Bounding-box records

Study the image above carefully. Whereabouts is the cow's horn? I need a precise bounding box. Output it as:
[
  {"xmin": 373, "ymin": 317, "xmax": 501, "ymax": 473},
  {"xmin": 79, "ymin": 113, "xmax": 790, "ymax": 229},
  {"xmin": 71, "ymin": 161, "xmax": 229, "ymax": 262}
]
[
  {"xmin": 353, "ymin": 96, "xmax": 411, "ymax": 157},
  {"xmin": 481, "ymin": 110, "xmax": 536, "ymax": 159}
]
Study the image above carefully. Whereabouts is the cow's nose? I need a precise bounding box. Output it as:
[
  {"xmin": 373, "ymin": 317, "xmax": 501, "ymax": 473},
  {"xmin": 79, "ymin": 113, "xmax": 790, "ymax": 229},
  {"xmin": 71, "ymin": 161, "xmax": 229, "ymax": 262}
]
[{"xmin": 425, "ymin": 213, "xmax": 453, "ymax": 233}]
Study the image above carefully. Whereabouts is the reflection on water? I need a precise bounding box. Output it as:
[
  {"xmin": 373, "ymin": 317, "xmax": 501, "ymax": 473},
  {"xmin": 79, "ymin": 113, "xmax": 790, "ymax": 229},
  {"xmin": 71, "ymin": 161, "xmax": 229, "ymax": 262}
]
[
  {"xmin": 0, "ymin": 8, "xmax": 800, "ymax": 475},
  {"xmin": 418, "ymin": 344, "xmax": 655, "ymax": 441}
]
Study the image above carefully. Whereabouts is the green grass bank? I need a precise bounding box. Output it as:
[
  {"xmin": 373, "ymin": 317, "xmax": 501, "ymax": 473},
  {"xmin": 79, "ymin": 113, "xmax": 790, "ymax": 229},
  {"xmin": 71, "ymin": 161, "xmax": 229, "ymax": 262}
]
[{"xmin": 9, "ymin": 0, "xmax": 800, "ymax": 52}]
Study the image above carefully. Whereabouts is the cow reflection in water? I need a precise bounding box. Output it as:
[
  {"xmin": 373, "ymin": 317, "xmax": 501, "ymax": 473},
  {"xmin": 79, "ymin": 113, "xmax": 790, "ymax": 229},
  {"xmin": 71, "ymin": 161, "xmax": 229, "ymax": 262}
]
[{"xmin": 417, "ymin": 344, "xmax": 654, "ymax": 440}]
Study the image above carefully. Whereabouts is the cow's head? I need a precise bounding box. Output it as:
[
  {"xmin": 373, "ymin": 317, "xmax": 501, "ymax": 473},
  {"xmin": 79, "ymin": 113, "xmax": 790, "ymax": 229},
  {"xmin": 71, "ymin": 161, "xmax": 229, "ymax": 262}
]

● Stated goal: Reproduce the lines starting at the one that contains "Study the image above carefully. Whereabouts is the reflection" and ending at the last line, requests included, shifting every coordinate in the answers by -147.

● Task response:
Study the image above carefully. Whereabouts is the reflection on water? I need a precise bounding box. Output it as:
[
  {"xmin": 373, "ymin": 317, "xmax": 501, "ymax": 473},
  {"xmin": 79, "ymin": 113, "xmax": 790, "ymax": 229},
  {"xmin": 71, "ymin": 161, "xmax": 229, "ymax": 262}
]
[
  {"xmin": -147, "ymin": -139, "xmax": 653, "ymax": 328},
  {"xmin": 271, "ymin": 197, "xmax": 508, "ymax": 294}
]
Study the image above carefully. Whereabouts is the green grass bank? I need a precise bounding box. Output it as:
[
  {"xmin": 373, "ymin": 317, "xmax": 501, "ymax": 473},
  {"xmin": 79, "ymin": 113, "xmax": 790, "ymax": 229},
  {"xmin": 71, "ymin": 161, "xmax": 229, "ymax": 262}
]
[{"xmin": -138, "ymin": -147, "xmax": 653, "ymax": -95}]
Study the image above carefully. Whereabouts is the cow reflection in water? I need a precise bounding box. Output it as:
[
  {"xmin": 373, "ymin": 317, "xmax": 501, "ymax": 473},
  {"xmin": 79, "ymin": 113, "xmax": 790, "ymax": 229},
  {"xmin": 71, "ymin": 161, "xmax": 229, "ymax": 262}
]
[{"xmin": 270, "ymin": 197, "xmax": 507, "ymax": 293}]
Study the image above carefully. Whereabouts is the cow's head? I need a precise bounding box. Output it as:
[
  {"xmin": 373, "ymin": 317, "xmax": 501, "ymax": 473},
  {"xmin": 79, "ymin": 113, "xmax": 790, "ymax": 229},
  {"xmin": 71, "ymin": 161, "xmax": 229, "ymax": 262}
]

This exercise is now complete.